--- RECORDS SUPPLIED ---

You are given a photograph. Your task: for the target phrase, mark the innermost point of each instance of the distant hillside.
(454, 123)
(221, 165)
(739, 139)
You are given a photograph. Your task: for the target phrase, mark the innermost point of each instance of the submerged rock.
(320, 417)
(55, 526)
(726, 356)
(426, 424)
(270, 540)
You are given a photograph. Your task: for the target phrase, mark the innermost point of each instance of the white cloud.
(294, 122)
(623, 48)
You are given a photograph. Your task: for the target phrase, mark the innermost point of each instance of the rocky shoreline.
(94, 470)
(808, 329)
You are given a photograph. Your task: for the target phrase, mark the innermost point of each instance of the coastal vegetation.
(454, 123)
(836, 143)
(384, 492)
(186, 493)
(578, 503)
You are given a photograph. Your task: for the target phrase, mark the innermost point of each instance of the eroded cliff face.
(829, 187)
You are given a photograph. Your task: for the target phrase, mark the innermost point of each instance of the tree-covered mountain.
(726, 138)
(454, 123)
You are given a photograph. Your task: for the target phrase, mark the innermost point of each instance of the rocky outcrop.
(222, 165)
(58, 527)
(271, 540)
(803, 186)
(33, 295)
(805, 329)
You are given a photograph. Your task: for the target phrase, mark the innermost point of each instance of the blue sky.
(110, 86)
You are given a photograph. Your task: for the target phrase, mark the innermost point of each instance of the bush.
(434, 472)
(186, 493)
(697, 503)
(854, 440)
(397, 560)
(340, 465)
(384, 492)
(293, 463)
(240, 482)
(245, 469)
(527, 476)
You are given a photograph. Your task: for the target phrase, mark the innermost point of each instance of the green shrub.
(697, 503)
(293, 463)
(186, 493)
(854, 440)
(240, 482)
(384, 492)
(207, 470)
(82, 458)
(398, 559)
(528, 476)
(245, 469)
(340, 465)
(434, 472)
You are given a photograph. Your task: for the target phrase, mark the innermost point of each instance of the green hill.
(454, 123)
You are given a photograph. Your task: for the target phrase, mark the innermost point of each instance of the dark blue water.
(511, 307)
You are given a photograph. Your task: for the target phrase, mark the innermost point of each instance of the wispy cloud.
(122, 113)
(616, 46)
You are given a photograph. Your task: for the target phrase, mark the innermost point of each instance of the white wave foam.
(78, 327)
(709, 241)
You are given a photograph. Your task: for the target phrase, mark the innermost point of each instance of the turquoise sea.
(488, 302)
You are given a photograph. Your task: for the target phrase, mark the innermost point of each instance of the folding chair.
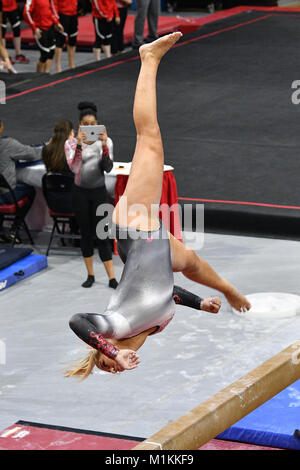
(14, 211)
(57, 189)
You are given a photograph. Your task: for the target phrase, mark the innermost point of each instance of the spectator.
(66, 12)
(88, 161)
(55, 161)
(53, 153)
(118, 29)
(149, 9)
(11, 13)
(103, 12)
(12, 150)
(40, 16)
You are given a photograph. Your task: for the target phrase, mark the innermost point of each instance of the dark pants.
(117, 44)
(85, 204)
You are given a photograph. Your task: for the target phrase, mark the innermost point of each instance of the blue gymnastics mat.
(273, 424)
(21, 269)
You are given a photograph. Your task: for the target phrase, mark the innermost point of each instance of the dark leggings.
(85, 203)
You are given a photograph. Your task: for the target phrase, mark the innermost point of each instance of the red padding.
(24, 437)
(11, 208)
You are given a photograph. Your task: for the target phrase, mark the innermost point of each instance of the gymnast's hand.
(212, 304)
(127, 359)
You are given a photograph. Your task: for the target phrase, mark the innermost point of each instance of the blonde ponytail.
(84, 367)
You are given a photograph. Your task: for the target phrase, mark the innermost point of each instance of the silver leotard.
(143, 298)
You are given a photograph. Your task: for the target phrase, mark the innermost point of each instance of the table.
(38, 217)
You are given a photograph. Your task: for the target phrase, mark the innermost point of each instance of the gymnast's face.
(88, 120)
(108, 365)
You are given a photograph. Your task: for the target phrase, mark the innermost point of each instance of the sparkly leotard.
(144, 297)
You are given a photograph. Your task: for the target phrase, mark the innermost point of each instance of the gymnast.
(144, 301)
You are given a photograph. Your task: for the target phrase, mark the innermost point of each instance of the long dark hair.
(53, 154)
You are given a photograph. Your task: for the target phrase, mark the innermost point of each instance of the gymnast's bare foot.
(237, 300)
(158, 48)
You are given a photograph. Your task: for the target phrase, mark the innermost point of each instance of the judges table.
(38, 217)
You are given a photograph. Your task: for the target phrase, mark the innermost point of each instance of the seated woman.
(143, 304)
(11, 150)
(53, 153)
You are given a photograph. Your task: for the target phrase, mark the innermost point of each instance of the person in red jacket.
(5, 62)
(40, 16)
(103, 12)
(66, 12)
(11, 13)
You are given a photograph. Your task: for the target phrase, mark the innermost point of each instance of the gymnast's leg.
(145, 181)
(198, 270)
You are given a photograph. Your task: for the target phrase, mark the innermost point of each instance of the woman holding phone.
(144, 302)
(88, 161)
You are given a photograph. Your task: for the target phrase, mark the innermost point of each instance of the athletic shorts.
(103, 31)
(70, 24)
(46, 44)
(15, 20)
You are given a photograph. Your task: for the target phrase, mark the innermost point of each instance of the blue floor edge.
(268, 439)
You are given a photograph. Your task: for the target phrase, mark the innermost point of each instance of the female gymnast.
(143, 304)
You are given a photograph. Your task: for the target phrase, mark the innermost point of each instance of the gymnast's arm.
(83, 327)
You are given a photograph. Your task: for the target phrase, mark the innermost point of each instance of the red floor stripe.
(223, 30)
(278, 206)
(57, 82)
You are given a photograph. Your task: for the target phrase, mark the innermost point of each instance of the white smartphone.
(92, 132)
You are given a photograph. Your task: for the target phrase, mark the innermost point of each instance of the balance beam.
(228, 406)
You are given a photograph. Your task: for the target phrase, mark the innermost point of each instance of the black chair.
(15, 211)
(57, 189)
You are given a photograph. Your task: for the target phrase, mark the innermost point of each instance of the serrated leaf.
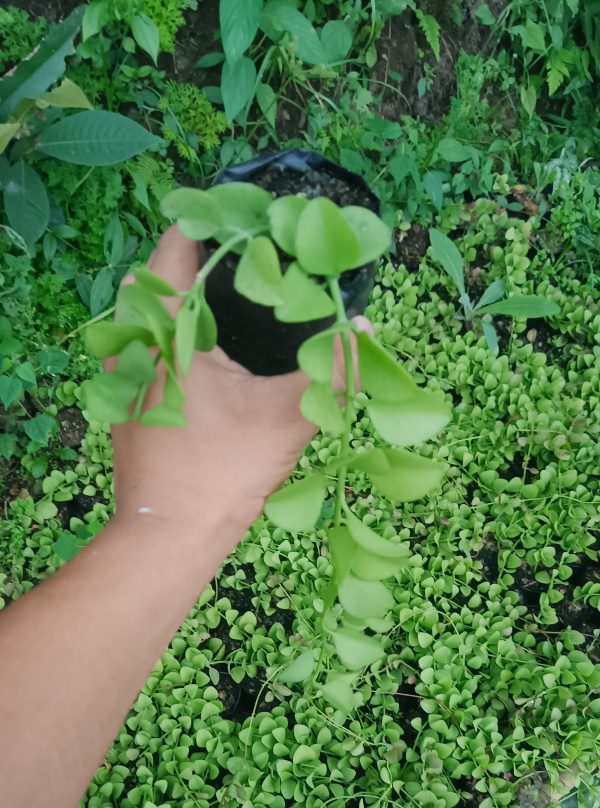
(26, 202)
(284, 215)
(258, 274)
(522, 306)
(356, 650)
(145, 33)
(108, 396)
(325, 242)
(446, 253)
(67, 96)
(97, 138)
(297, 506)
(410, 421)
(299, 670)
(32, 77)
(399, 475)
(303, 299)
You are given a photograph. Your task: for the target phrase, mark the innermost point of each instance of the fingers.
(177, 259)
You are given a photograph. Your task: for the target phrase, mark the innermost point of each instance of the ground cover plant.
(476, 124)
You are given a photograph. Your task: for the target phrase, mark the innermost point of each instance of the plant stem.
(336, 294)
(223, 250)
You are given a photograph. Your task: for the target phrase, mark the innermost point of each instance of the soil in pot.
(249, 333)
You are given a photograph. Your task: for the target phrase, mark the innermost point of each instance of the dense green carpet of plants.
(488, 694)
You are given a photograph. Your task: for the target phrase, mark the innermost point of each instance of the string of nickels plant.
(340, 496)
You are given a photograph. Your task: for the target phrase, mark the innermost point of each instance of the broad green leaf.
(491, 336)
(135, 363)
(338, 692)
(284, 215)
(186, 326)
(365, 599)
(7, 132)
(299, 670)
(146, 35)
(297, 506)
(109, 339)
(343, 550)
(11, 390)
(445, 252)
(303, 298)
(308, 45)
(356, 650)
(325, 242)
(102, 290)
(33, 76)
(243, 208)
(206, 332)
(26, 202)
(336, 39)
(108, 396)
(97, 138)
(493, 293)
(380, 375)
(411, 421)
(522, 306)
(239, 24)
(258, 275)
(374, 236)
(152, 282)
(453, 150)
(315, 355)
(67, 96)
(197, 212)
(399, 475)
(267, 102)
(238, 81)
(319, 405)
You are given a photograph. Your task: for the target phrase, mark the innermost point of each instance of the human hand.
(242, 440)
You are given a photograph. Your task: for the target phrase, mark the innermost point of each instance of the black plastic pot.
(249, 333)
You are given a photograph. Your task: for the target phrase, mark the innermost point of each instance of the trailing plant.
(320, 241)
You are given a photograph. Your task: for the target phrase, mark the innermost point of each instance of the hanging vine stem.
(340, 495)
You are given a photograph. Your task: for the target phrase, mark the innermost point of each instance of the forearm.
(75, 651)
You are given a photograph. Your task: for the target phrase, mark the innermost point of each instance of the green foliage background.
(488, 694)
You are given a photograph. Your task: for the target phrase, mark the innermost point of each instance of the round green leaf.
(325, 242)
(303, 299)
(380, 375)
(284, 215)
(365, 599)
(258, 275)
(356, 650)
(399, 475)
(297, 506)
(409, 422)
(97, 138)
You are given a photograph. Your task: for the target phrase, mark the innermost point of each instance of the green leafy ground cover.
(488, 694)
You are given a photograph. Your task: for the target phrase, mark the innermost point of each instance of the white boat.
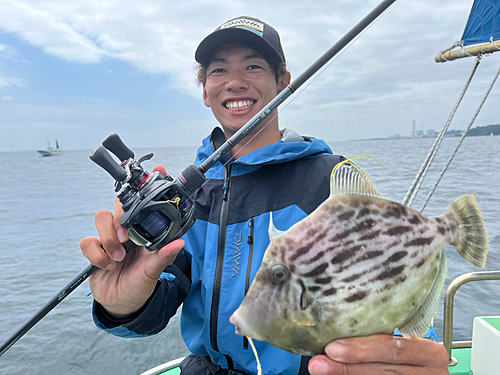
(51, 151)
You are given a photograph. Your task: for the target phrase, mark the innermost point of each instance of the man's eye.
(217, 70)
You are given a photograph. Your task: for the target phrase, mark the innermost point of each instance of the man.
(242, 67)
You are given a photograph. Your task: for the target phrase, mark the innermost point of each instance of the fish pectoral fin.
(348, 178)
(304, 318)
(473, 241)
(421, 319)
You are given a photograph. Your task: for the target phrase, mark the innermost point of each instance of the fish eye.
(279, 273)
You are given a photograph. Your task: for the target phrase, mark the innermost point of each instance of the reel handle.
(114, 144)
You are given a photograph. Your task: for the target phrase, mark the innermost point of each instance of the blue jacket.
(225, 247)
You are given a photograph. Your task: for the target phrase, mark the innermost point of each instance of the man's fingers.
(387, 349)
(91, 249)
(108, 236)
(171, 249)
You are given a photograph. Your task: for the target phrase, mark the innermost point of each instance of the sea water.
(47, 206)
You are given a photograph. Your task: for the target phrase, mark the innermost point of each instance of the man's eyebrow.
(250, 56)
(220, 59)
(255, 55)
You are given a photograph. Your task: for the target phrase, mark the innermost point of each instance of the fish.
(358, 265)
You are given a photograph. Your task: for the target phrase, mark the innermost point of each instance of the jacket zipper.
(249, 267)
(221, 244)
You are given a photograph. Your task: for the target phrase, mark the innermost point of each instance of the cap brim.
(220, 37)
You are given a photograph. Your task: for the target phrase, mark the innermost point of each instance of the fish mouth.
(240, 326)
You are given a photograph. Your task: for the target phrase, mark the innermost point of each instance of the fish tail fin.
(472, 241)
(421, 319)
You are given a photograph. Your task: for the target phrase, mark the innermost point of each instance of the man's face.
(239, 84)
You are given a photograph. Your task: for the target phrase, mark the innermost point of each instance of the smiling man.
(208, 271)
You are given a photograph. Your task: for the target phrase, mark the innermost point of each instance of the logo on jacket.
(236, 254)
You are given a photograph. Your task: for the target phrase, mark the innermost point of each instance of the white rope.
(419, 178)
(459, 144)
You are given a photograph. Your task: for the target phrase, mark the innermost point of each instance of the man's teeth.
(239, 104)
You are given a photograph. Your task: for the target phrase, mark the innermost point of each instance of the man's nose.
(236, 82)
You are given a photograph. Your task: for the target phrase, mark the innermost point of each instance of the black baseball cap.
(247, 30)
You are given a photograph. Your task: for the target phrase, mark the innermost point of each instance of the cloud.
(384, 80)
(11, 81)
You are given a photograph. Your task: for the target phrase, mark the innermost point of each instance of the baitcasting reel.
(156, 209)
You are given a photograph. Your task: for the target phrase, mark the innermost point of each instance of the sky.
(81, 70)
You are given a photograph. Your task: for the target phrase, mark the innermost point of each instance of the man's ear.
(205, 96)
(284, 81)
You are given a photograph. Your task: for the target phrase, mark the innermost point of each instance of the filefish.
(358, 265)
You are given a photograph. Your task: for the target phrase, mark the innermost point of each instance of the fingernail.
(118, 255)
(121, 233)
(318, 367)
(111, 266)
(335, 350)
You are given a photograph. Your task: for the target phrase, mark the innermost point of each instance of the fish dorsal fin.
(348, 178)
(273, 232)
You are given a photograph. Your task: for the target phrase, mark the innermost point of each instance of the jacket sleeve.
(171, 290)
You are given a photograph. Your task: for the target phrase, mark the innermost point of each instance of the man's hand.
(381, 354)
(126, 280)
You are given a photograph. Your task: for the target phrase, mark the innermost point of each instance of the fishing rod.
(158, 209)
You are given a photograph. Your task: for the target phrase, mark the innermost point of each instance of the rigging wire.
(419, 178)
(459, 142)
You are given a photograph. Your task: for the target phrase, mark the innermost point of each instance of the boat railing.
(448, 309)
(164, 367)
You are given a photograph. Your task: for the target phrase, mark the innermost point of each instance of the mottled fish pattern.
(358, 265)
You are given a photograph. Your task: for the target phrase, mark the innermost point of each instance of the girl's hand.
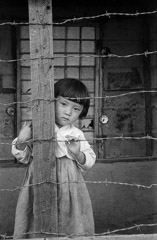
(24, 135)
(73, 146)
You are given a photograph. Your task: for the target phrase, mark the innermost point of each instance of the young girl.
(73, 155)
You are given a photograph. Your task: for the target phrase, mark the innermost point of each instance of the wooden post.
(42, 77)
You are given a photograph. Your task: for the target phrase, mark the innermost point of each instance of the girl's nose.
(68, 111)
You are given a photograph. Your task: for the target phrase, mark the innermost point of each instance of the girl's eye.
(76, 109)
(63, 103)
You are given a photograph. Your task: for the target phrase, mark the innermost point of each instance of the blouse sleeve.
(89, 154)
(23, 156)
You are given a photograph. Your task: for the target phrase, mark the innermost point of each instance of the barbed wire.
(106, 97)
(75, 19)
(138, 226)
(146, 53)
(105, 182)
(121, 137)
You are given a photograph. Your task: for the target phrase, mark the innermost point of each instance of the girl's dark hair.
(75, 91)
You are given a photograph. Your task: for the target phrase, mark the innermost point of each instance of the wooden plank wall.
(70, 69)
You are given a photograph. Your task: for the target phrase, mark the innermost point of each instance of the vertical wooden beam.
(42, 77)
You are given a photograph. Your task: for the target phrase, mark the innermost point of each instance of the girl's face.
(66, 111)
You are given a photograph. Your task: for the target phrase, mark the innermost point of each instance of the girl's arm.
(81, 151)
(21, 148)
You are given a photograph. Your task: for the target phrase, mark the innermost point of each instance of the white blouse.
(61, 149)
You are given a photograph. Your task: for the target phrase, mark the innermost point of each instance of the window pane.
(88, 46)
(73, 46)
(59, 60)
(73, 72)
(59, 46)
(88, 33)
(73, 32)
(73, 61)
(58, 32)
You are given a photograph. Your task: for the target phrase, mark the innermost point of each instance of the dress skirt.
(75, 215)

---

:: TASK STATEMENT ::
For this exercise, please copy exactly the lines from the one holding "girl's dark hair." through the end of the records, the first and last included.

:: ANSWER SECTION ::
You are given a photograph. Your task: for the target phrase, mark the innermost point of each instance of the girl's dark hair.
(75, 91)
You are given a photograph. Your task: for the target phrase, mark the innermost point of each instance of the wooden plank wall.
(70, 69)
You are given a photograph. Your task: for the target phrase, mark the innermost point of each instance of the vertical wooden beam.
(42, 77)
You are given a photograph. Your task: for the target phrase, mark the innermost point of each instance of the girl's face.
(66, 111)
You are given a photograph. Your task: for the target phrase, mark the innermost point of each instance of the girl's arm.
(81, 151)
(21, 148)
You are given a photograph. Your task: for the target phrase, mark the innermost point of each instance of the white blouse.
(61, 149)
You are given a photograph. Your task: for the target phrase, mark the innermost point of each instance of the window pane.
(88, 46)
(73, 46)
(59, 60)
(73, 72)
(59, 46)
(88, 33)
(73, 32)
(73, 61)
(58, 32)
You are given a photograph. Your task: for the target phrase, mark the innermost point of each instance of the dress skirt.
(75, 215)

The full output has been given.